By Anna Davis, UVA ChemSciComm
Article: Jacob E. Walley, Levi S. Warring, Guocang Wang, Diane A. Dickie, Sudip Pan, Gernot Frenking, and Robert J. Gilliard, Jr. Angew. Chem. Int. Ed. 2021, 60, 6682–6690
Catalytic reactions, where small amounts of additives greatly accelerate chemical transformations on a larger scale, are ubiquitous in research and industry. Many common catalysts include transition metals, elements with properties that result in unique catalytic activity. Unfortunately, many transition metals are expensive, toxic, and difficult to dispose, increasing the importance of developing catalysts with other types of elements. Main group metals are one possible alternative, since these could potentially offer similar types of catalytic activity without the associated high costs and safety hazards of transition metals.
The use of bismuth (Bi) in catalysis is relatively underdeveloped because although their corresponding complexes are reactive, they commonly exhibit poor selectivity in a reaction mixture as well as instability in air. If an appropriate fundamental understanding of Bi coordination chemistry can be developed, there is great potential in the field of main group catalysis. The Gilliard group at the University of Virginia has recently isolated a series of novel bismuth-centered complexes to address this knowledge gap.

Referring-expression pointing data:
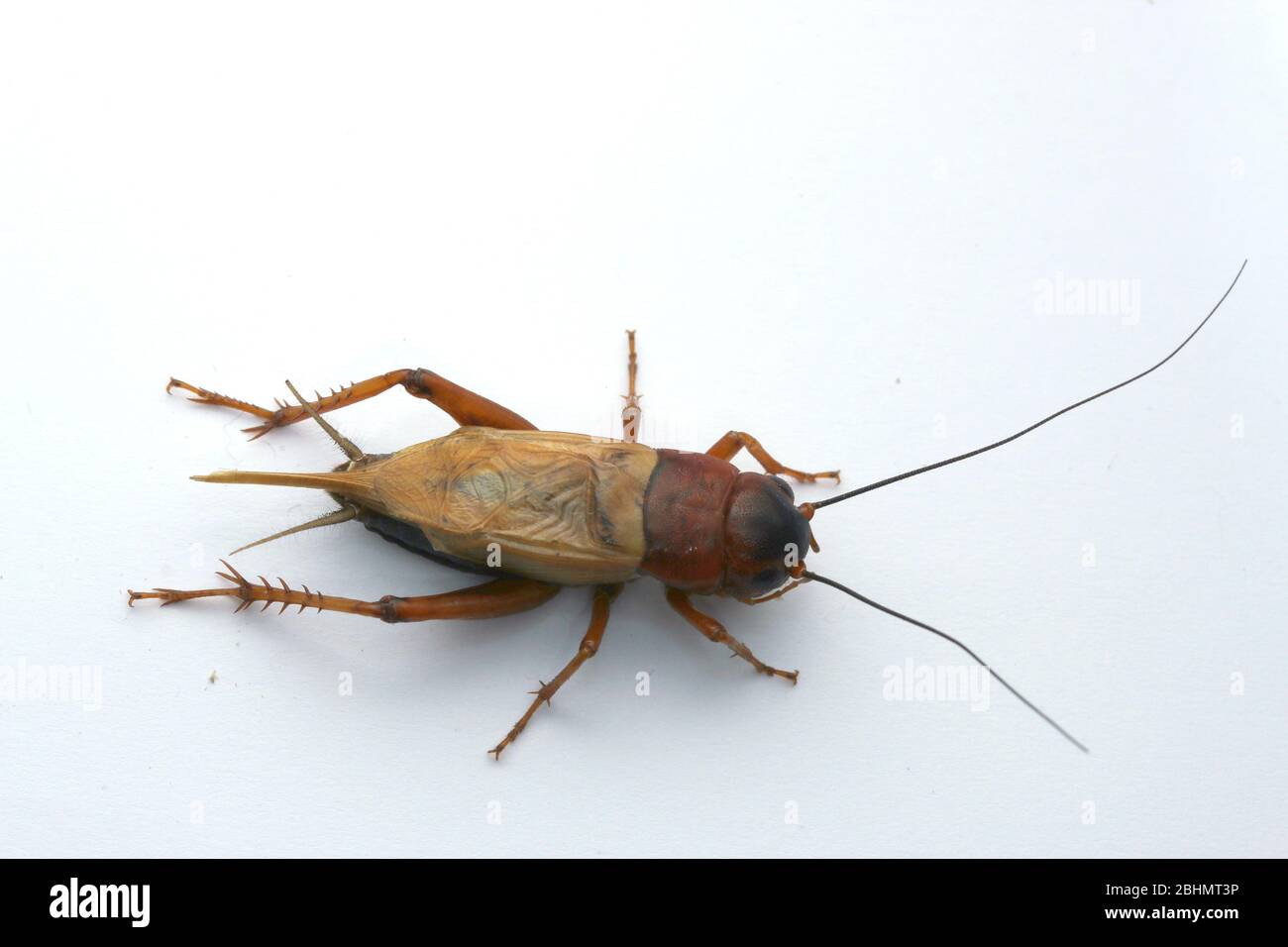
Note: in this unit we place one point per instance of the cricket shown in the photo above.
(536, 510)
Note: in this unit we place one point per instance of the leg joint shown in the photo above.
(417, 382)
(389, 608)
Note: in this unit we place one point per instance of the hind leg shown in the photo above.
(462, 403)
(492, 599)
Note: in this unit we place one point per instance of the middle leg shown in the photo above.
(734, 441)
(604, 595)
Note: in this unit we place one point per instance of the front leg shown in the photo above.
(715, 631)
(734, 441)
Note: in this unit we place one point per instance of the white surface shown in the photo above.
(829, 227)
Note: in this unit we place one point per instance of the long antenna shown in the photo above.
(864, 599)
(888, 480)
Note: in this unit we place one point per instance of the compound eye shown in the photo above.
(784, 486)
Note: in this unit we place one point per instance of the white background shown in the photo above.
(831, 226)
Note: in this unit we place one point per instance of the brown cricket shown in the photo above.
(537, 510)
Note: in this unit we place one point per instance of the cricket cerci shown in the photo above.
(537, 510)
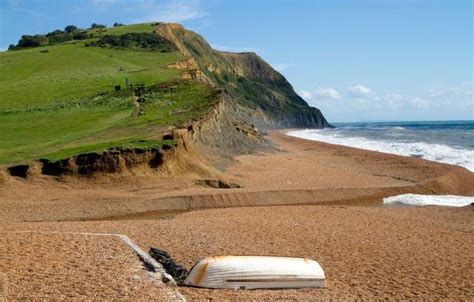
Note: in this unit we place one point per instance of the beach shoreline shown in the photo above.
(298, 200)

WORK REQUEST 1 -
Rewrite the bismuth catalysis passage from "By Anna Davis, UVA" to "of transition metals.", substituting "noble metals" for "transition metals".
WORK REQUEST 2 -
Write the next part of the bismuth catalysis passage, starting after its final sentence.
The records have no connection to the bismuth catalysis passage.

ANSWER SPACE 1 -
By Anna Davis, UVA ChemSciComm
Article: Jacob E. Walley, Levi S. Warring, Guocang Wang, Diane A. Dickie, Sudip Pan, Gernot Frenking, and Robert J. Gilliard, Jr. Angew. Chem. Int. Ed. 2021, 60, 6682–6690
Catalytic reactions, where small amounts of additives greatly accelerate chemical transformations on a larger scale, are ubiquitous in research and industry. Many common catalysts include noble metals, elements with properties that result in unique catalytic activity. Unfortunately, many noble metals are expensive, toxic, and difficult to dispose, increasing the importance of developing catalysts with other types of elements. Main group metals are one possible alternative, since these could potentially offer similar types of catalytic activity without the associated high costs and safety hazards of noble metals.

ANSWER SPACE 2 -
Known bismuth complexes have previously relied on stabilization by nitrogen and chlorine atoms bearing a negative charge, which Gilliard and co-workers were able to exchange for negatively charged carbon atoms. Carbon atoms are generally unstable when bearing a negative charge, but bonding with a bismuth cation (positively charged atom or molecule) benefits both the ligand and the metal center, which represents a significant advancement in the field. This key accomplishment was achieved by carefully designing and changing the groups of atoms which support the negatively charged carbon atoms bound to bismuth, striking a delicate balance between stabilizing the carbon and facilitating bonding. These new structures suggest that additional classes of reactive bismuth complexes are possible which do not rely on nitrogen- and chlorine-stabilized structures.
In addition to creating this new class of molecules, the Gilliard group has developed Bi complexes with overall positive charges ranging from 1+ to 3+. As the complexes become more positively charged, they become more reactive with small molecules such as carbon monoxide, carbon dioxide, and hydrogen gas, which have potential relevance to future catalytic applications. Studies on the ability of these complexes to help harness clean energy are currently underway by the authors.